++++ Passage to read
Concerns over conflating ‘art with evidence’


More than 60 senior legal and cultural figures have backed a push for clearer statutory safeguards on the use of music lyrics as evidence in criminal trials, amid concern about how rap and drill are being interpreted in court.

As it stands, prosecutors can rely on lyrics written by defendants (and even appearances in music videos!) as evidence of gang affiliation or involvement in criminality. Campaigners argue that the practice disproportionately targets young black men and risks criminalising creative expression.

A proposed amendment to the Victims and Courts Bill, tabled by Labour peer Baroness Shami Chakrabarti, is due to be debated in the House of Lords this week. Supporters say the change would introduce statutory guardrails around when creative material can be admitted in evidence, ensuring it is used only where it is genuinely relevant, reliable and probative.

Signatories to the letter include rapper Giggs and DJ Semtex, senior academics from the universities of Oxford, Manchester and the London School of Economics, as well as 18 King’s Counsel, including Riel Karmy-Jones KC, chair of the Criminal Bar Association.
++++++++
→ **Instructions**:
(1) Answer these questions from the article on lyrics as evidence:
(a) How many senior legal and cultural figures backed the push for clearer safeguards?
(b) Who tabled the proposed amendment to the Victims and Courts Bill?
(c) Who is named as chair of the Criminal Bar Association?
(2) Transcribe everything in the records from the line containing "Spot the man's nose" down to the end of the records, both ends included.
The article and the records were taken from unrelated sources.
++++ Extracted entries
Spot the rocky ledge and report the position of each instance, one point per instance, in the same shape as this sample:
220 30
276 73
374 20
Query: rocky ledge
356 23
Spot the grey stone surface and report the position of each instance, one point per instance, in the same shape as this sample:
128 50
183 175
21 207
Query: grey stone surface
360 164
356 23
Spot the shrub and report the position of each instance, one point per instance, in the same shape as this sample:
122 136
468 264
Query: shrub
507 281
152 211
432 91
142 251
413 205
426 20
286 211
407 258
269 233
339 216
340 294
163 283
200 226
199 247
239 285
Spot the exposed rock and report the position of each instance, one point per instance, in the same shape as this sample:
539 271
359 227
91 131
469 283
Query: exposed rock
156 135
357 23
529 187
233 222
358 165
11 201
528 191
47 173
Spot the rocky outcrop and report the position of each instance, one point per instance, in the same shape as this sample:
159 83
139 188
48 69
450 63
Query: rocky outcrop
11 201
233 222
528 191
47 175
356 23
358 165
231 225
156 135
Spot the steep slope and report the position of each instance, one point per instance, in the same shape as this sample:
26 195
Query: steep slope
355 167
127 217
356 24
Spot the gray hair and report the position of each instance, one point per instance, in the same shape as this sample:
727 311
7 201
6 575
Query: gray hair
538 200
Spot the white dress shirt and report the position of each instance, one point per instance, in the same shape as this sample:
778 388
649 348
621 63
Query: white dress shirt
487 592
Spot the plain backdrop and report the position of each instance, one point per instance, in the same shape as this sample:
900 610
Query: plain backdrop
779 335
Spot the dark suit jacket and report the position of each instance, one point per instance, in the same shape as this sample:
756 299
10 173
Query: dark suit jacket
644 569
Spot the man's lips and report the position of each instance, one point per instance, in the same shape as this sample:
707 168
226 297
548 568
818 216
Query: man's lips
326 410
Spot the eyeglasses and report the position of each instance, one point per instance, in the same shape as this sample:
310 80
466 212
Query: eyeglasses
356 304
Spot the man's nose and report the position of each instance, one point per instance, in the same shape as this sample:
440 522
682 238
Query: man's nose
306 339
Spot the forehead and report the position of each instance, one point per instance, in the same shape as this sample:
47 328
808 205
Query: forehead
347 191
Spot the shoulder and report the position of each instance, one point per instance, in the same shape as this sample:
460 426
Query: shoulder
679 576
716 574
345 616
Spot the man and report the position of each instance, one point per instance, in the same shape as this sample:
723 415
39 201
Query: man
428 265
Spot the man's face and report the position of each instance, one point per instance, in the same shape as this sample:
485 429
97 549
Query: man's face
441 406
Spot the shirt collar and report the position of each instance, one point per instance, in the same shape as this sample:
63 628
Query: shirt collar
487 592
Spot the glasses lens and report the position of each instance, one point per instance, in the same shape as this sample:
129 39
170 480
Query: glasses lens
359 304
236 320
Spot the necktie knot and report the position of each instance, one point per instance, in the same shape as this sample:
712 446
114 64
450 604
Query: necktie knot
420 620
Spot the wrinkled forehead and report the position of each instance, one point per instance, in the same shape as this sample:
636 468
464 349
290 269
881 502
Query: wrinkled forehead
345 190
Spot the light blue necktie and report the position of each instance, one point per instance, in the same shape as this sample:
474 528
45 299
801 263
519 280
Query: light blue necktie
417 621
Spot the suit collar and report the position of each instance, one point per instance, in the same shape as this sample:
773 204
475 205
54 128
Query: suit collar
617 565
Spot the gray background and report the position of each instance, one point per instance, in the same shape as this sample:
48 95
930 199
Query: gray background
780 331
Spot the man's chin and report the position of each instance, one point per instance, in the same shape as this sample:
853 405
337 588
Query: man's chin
++++++++
→ **Outputs for the tasks**:
(1)
(a) More than 60.
(b) Labour peer Baroness Shami Chakrabarti.
(c) Riel Karmy-Jones KC.

(2)
Spot the man's nose and report the position of each instance, one point per instance, in the same shape as this sample:
440 522
682 238
Query: man's nose
306 339
Spot the forehead and report the position of each instance, one point per instance, in the same shape as this sample:
47 328
808 205
Query: forehead
347 191
Spot the shoulder and report the position of each instance, one point per instance, in the same shape as this sample:
460 426
Query: shoulder
679 576
716 574
345 616
Spot the man and report the position of each instance, one point per instance, in the same shape as this sample:
723 415
39 201
Query: man
428 265
Spot the man's face and report the position of each instance, one point per instance, in the same shape as this sample:
485 429
97 549
Query: man's face
441 406
Spot the shirt collar and report the position of each instance, one point per instance, in the same shape as this sample:
63 628
Query: shirt collar
487 592
Spot the glasses lens and report the position of each instance, one point per instance, in the same shape as this sample:
129 39
170 480
Query: glasses lens
359 304
236 320
Spot the necktie knot and report the position of each instance, one point per instance, in the same shape as this sample:
712 446
114 64
450 604
Query: necktie knot
420 620
Spot the wrinkled forehead and report the position of each instance, one point per instance, in the same shape as this sample:
636 468
464 349
290 269
881 502
Query: wrinkled forehead
345 190
Spot the light blue necktie and report the position of each instance, one point per instance, in the same shape as this sample:
474 528
45 299
801 263
519 280
Query: light blue necktie
417 621
Spot the suit collar and report the position of each instance, one point per instance, in the same shape as this sample:
773 204
475 205
54 128
Query: suit collar
617 565
Spot the gray background and report the position of each instance, one point per instance, in the same shape as this sample:
48 95
930 199
Query: gray background
780 331
Spot the man's chin and report the position of each instance, one point per instance, in the same shape as this sample:
853 405
337 588
Query: man's chin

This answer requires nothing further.